___ LISTING ___

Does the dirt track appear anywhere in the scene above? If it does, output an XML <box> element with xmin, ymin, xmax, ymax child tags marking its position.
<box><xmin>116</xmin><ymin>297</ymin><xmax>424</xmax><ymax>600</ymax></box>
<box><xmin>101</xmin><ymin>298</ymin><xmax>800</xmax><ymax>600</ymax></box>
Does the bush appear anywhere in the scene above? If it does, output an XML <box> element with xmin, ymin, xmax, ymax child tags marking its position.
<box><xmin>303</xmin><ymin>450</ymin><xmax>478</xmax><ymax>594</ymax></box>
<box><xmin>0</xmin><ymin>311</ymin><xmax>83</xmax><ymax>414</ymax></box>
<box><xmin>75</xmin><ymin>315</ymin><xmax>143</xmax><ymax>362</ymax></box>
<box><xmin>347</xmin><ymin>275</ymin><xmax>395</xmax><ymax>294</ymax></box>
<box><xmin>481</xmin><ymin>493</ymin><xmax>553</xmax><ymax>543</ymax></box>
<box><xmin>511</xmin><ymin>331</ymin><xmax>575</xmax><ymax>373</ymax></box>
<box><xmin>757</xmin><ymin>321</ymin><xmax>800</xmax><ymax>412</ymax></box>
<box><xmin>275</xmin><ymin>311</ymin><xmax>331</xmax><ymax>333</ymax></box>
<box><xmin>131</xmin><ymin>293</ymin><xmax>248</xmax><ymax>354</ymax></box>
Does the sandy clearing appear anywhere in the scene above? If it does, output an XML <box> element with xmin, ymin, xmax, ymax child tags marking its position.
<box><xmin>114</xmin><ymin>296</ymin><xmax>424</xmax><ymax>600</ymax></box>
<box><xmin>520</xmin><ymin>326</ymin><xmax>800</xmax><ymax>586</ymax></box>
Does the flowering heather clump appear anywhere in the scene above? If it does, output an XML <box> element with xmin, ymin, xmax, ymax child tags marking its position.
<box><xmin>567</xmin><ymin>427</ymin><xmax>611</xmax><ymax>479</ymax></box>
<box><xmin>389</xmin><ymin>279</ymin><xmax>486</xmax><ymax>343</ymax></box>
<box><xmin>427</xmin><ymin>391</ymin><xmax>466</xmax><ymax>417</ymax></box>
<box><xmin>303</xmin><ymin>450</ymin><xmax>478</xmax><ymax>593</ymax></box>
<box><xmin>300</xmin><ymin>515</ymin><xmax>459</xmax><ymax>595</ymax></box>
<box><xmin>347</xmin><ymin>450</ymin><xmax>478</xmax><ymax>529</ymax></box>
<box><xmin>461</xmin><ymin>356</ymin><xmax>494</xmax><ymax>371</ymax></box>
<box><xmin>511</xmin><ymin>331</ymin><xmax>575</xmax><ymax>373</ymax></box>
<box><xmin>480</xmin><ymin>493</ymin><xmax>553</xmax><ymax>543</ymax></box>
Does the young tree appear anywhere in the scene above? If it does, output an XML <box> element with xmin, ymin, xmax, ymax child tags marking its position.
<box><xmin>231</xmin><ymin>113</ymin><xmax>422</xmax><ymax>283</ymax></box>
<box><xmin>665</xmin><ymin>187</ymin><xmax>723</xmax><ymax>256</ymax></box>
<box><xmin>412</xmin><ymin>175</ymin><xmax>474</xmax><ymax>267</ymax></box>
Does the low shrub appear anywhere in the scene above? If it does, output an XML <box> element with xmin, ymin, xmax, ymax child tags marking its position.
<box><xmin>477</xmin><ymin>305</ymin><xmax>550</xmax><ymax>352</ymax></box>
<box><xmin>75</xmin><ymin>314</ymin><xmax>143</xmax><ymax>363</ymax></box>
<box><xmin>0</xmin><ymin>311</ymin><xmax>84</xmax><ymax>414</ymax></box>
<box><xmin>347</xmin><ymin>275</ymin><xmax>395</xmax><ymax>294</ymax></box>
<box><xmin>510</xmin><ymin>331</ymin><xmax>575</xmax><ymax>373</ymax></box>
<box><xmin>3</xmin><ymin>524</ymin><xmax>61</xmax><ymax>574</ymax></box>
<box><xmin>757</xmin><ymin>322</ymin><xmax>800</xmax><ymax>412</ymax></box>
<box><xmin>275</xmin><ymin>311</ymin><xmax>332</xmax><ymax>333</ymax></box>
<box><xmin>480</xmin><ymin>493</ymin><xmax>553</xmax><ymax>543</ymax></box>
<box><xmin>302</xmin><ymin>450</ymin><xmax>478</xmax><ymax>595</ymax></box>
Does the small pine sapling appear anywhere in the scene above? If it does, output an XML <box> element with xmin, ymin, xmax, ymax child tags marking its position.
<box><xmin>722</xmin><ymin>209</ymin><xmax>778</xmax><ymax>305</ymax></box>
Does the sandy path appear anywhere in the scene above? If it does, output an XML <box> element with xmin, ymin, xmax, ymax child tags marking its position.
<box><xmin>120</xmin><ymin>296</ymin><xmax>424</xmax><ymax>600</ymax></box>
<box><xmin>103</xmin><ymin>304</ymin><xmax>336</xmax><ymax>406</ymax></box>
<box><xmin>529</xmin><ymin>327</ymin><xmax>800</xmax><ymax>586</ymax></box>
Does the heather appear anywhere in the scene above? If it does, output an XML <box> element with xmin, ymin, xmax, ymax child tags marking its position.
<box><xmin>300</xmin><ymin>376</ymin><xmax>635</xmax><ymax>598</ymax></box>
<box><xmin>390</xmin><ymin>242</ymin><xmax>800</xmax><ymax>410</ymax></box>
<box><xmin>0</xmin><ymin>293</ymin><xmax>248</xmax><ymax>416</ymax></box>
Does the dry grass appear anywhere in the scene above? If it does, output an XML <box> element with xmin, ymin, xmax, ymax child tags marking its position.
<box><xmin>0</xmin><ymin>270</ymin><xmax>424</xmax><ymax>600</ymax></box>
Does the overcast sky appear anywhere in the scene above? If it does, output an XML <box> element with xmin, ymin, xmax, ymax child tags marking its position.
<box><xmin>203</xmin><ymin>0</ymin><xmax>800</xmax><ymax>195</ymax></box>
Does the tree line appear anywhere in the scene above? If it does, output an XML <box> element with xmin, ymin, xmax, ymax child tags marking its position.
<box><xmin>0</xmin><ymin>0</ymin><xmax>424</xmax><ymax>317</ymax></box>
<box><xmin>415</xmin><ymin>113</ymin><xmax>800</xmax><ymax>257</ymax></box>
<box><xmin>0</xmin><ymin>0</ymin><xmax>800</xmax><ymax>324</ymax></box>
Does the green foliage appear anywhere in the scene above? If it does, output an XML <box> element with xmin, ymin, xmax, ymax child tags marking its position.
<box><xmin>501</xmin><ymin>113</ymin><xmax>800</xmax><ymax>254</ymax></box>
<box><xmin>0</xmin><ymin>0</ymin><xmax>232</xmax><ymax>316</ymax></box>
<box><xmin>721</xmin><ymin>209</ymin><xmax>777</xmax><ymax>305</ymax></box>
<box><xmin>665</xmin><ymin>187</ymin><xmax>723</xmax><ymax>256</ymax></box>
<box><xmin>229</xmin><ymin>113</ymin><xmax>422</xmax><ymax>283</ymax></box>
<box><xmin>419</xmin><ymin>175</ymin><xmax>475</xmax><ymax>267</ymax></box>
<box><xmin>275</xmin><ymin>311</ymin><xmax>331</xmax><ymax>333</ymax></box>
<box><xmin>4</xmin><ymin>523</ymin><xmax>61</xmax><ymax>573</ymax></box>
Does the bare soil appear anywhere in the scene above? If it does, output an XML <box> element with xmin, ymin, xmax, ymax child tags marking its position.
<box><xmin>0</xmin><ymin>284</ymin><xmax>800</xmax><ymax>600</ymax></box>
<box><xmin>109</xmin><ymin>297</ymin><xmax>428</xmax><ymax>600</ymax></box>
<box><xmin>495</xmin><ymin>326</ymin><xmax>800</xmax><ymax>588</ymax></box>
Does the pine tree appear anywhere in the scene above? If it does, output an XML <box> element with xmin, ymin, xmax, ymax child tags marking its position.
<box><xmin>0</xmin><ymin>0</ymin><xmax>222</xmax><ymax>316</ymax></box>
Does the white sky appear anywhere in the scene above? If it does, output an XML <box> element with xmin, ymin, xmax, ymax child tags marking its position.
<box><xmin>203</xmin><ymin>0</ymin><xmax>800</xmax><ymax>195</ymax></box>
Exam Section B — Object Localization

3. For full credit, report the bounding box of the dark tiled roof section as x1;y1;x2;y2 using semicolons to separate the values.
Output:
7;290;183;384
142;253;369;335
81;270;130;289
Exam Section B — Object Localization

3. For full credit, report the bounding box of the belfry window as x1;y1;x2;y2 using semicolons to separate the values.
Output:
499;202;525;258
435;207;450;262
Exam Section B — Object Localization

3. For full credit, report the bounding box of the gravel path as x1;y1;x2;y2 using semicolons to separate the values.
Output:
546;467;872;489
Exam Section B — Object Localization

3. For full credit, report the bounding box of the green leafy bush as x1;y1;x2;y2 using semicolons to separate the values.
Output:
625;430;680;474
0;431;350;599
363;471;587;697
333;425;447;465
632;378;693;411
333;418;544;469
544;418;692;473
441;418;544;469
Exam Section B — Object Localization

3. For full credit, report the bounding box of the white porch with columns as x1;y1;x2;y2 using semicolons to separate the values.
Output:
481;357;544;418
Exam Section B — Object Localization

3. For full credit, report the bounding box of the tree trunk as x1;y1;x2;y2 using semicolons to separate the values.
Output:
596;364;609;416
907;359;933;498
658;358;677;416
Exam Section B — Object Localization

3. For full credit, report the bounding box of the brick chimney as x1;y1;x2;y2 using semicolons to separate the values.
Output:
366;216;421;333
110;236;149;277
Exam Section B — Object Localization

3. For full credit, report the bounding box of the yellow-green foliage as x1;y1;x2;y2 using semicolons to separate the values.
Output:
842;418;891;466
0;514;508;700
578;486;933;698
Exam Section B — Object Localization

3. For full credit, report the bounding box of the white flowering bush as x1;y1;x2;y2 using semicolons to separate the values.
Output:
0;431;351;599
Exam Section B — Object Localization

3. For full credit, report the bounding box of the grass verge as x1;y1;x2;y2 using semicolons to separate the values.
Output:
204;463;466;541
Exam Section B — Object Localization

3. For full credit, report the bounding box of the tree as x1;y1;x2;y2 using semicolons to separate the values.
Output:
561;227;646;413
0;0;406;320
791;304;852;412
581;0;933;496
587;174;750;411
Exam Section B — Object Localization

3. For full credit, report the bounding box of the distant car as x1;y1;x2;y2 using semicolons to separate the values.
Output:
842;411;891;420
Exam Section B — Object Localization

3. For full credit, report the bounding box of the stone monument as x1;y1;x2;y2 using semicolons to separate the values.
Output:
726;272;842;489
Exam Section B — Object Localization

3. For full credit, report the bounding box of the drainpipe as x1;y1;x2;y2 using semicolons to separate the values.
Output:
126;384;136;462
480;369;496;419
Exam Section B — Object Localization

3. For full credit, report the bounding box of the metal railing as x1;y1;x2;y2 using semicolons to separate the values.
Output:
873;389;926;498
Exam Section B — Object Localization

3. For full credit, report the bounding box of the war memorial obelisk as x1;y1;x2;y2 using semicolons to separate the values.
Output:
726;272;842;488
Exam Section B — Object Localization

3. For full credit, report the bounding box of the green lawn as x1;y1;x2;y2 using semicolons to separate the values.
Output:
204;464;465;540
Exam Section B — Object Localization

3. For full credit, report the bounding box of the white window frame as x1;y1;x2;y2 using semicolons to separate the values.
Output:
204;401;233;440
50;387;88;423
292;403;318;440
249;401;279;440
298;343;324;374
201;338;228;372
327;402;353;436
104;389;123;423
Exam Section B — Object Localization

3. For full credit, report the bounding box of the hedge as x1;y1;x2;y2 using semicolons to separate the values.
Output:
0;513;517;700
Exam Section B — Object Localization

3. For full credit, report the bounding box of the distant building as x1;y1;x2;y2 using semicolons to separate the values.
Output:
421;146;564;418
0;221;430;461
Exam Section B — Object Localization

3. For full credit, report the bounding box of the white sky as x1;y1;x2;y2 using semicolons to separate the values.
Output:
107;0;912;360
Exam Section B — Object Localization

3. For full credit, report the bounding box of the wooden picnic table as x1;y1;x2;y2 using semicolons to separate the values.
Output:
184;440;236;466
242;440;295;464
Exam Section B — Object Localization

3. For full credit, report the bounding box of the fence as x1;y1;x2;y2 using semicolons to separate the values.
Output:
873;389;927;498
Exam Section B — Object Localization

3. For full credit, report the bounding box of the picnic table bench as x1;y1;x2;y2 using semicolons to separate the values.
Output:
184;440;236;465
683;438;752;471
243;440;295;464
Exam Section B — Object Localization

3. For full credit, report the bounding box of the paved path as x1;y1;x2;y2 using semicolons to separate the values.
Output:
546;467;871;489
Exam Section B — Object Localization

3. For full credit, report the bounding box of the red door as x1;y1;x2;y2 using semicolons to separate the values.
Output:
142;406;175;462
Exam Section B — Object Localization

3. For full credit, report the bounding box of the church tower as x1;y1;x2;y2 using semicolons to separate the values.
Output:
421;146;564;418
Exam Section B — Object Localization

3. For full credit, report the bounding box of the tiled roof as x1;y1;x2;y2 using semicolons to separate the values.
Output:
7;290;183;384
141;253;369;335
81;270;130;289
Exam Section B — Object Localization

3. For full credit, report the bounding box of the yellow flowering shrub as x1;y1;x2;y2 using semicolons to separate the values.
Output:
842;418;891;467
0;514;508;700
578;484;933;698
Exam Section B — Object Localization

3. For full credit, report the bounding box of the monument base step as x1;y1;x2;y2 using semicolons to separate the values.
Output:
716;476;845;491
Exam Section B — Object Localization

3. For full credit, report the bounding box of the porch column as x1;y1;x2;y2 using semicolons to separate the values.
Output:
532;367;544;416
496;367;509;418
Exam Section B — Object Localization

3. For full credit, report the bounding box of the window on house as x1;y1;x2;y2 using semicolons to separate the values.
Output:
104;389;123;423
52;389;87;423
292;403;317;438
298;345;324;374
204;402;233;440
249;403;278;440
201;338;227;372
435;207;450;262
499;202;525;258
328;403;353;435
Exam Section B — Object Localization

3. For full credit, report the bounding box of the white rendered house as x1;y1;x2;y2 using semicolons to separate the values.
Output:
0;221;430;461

___

EXERCISE DETAILS:
Pull out every line of the data above that contains the word "window", treating uppercase and lowercase letters as different.

RESULT OF THE TASK:
3. For full credit, report the bounding box of the belfry window as x1;y1;x2;y2 using semicolons to separate the values.
3. For full credit, report the bounding box of the white window frame as x1;y1;x2;y2 using semicolons to separate the values.
3. For full credit, report the bounding box of the window on house as x1;y1;x2;y2 using semicolons to separate the values.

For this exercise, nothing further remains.